### What is needed
Please output only the lines that run from the line containing "Given the photograph above, point out the white" through the end of the material below, exactly.
☆ ☆ ☆ ☆ ☆ ☆ ☆
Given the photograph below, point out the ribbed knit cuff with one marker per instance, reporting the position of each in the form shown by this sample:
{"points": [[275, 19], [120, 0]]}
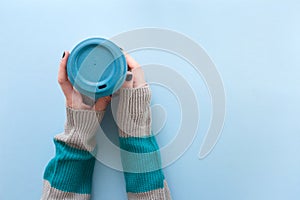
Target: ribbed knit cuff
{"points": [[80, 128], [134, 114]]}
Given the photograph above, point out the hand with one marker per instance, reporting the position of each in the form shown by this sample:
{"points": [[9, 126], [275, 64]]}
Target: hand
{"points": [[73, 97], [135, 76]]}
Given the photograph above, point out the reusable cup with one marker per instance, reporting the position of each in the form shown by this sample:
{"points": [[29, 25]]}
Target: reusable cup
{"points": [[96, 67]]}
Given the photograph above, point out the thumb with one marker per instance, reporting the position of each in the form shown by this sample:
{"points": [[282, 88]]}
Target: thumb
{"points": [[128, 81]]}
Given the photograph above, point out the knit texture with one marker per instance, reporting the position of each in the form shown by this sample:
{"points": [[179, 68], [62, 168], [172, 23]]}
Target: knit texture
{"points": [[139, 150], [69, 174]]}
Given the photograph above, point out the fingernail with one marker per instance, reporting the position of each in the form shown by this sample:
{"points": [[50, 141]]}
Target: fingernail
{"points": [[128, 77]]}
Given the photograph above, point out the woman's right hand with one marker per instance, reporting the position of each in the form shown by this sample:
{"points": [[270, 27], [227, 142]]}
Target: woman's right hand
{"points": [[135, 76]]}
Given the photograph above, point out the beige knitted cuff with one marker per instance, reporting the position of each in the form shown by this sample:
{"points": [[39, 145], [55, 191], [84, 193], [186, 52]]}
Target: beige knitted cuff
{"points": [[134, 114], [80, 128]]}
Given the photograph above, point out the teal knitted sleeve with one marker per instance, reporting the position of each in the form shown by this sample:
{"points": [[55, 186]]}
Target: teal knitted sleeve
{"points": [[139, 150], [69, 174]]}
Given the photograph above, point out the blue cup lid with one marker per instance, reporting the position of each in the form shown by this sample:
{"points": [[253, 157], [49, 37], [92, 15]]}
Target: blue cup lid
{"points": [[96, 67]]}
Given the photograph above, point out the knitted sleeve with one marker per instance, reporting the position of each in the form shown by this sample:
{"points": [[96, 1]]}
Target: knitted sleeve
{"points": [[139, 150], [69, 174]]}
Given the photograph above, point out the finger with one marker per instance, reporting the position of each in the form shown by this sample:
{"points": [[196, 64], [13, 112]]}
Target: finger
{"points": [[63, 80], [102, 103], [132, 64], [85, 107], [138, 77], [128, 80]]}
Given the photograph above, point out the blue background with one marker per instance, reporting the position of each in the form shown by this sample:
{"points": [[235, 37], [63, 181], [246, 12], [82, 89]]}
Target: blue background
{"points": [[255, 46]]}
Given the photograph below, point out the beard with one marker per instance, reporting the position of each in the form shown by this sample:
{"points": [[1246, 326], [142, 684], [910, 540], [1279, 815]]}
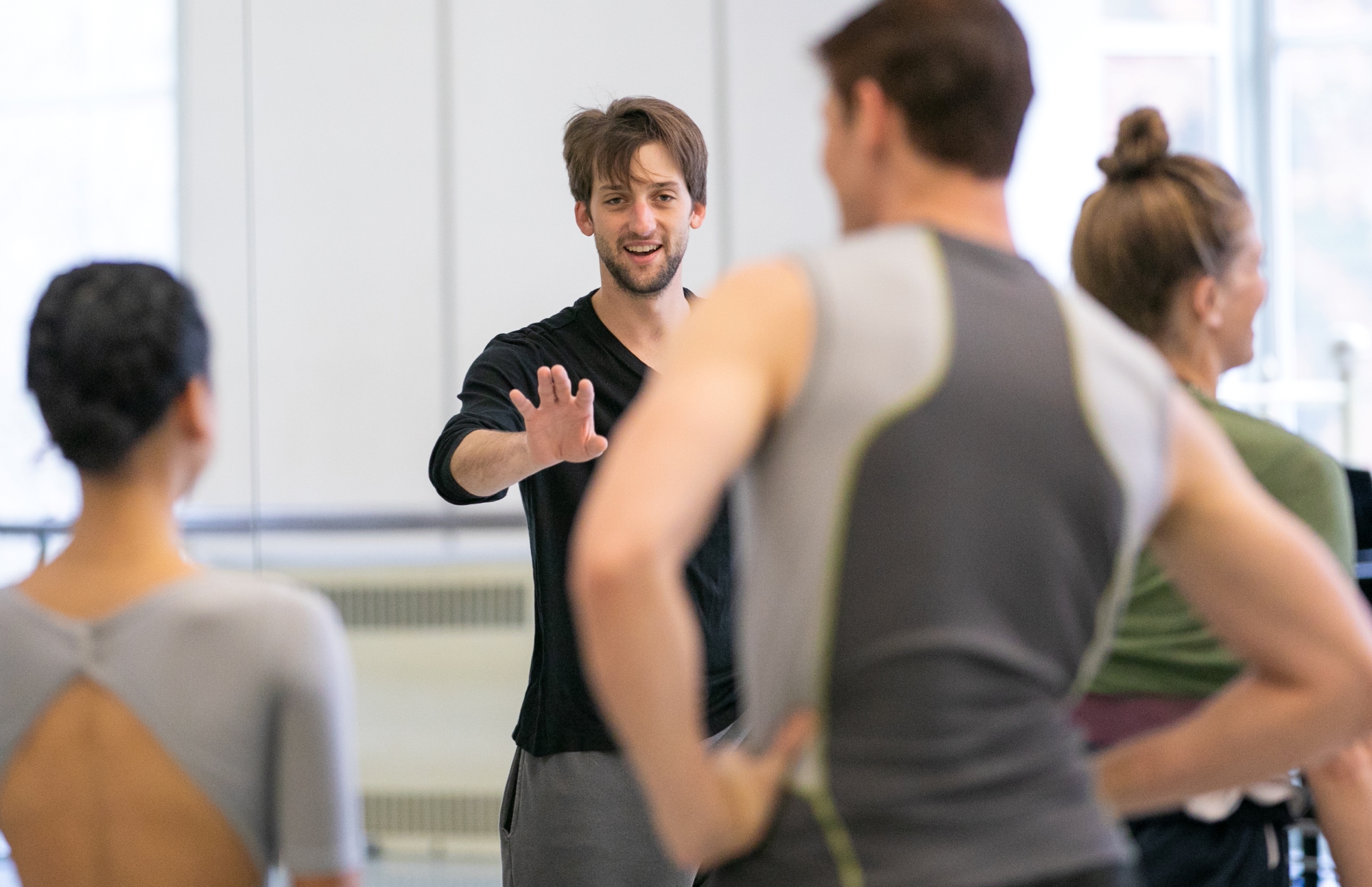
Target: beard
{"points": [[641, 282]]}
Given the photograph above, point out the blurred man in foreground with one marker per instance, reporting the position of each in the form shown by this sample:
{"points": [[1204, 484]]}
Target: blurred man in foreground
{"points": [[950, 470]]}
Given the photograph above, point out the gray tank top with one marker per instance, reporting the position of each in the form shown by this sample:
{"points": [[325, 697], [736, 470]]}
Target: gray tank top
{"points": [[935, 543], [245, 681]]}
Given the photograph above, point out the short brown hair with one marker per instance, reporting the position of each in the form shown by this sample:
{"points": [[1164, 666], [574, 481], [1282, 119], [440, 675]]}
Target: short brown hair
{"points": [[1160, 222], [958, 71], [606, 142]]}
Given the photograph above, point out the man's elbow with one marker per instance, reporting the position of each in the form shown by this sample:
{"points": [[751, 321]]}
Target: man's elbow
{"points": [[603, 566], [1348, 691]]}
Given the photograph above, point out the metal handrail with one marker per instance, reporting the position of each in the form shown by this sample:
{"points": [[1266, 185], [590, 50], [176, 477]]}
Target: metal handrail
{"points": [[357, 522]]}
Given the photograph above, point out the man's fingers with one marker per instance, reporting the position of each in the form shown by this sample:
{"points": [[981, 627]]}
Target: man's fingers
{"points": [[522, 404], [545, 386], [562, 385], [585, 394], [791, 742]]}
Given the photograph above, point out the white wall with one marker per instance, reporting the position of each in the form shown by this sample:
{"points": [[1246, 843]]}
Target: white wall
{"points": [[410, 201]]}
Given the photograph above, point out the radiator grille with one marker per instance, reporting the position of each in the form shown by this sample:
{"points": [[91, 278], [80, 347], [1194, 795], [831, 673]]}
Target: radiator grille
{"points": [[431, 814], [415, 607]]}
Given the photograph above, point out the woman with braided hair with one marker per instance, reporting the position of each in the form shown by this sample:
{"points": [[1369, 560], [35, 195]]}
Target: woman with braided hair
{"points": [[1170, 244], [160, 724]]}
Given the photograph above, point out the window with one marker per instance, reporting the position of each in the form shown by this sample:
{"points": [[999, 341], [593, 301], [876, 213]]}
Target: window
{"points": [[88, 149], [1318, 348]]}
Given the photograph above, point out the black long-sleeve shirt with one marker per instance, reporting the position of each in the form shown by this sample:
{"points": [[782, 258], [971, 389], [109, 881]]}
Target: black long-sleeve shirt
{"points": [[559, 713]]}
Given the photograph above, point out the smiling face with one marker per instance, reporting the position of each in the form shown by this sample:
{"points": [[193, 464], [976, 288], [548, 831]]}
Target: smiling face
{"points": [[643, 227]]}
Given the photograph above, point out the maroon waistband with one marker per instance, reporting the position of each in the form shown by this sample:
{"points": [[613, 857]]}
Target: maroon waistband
☆ ☆ ☆ ☆ ☆ ☆ ☆
### Correct answer
Given the photograph above, point out the white wall with one marker per instance, reporting the position of each in the form shown by this sample:
{"points": [[1246, 843]]}
Target: white wall
{"points": [[410, 201]]}
Given the photograph above, point out the radiator grille with one marker per instance, reporting the position of each in the form shown by this sample:
{"points": [[91, 278], [80, 347], [1194, 795], [831, 673]]}
Target: radiator grille
{"points": [[431, 814], [415, 607]]}
Given the photograph above, point out the woman with braided hair with one marker per instance, reporting the position of each in the form shown by this sample:
{"points": [[1369, 560], [35, 195]]}
Target: woman with braided hair
{"points": [[1170, 244], [160, 724]]}
Given the photograph above, point out the window with one marker per instance, reporting the position of each in the form shown by this sample:
{"points": [[999, 341], [593, 301], [876, 213]]}
Target: window
{"points": [[88, 149], [1318, 348]]}
Given the photograph above, point out the black long-sleeve shirt with one marker per instance, reporting the position of each in the form shown by this sample:
{"points": [[782, 258], [971, 389], [109, 881]]}
Target: black long-sleeve shirt
{"points": [[559, 713]]}
Given the photograph above, point out the smiling face with one marker per instance, reporting the position of each in the form shown by this sample:
{"points": [[193, 464], [976, 288], [548, 831]]}
Target: smiling face
{"points": [[643, 227]]}
Given the photograph above, point out the maroon waistband with one marker per instance, reporting the position of each in the form shown by this sample:
{"points": [[613, 857]]}
Target: maroon waistband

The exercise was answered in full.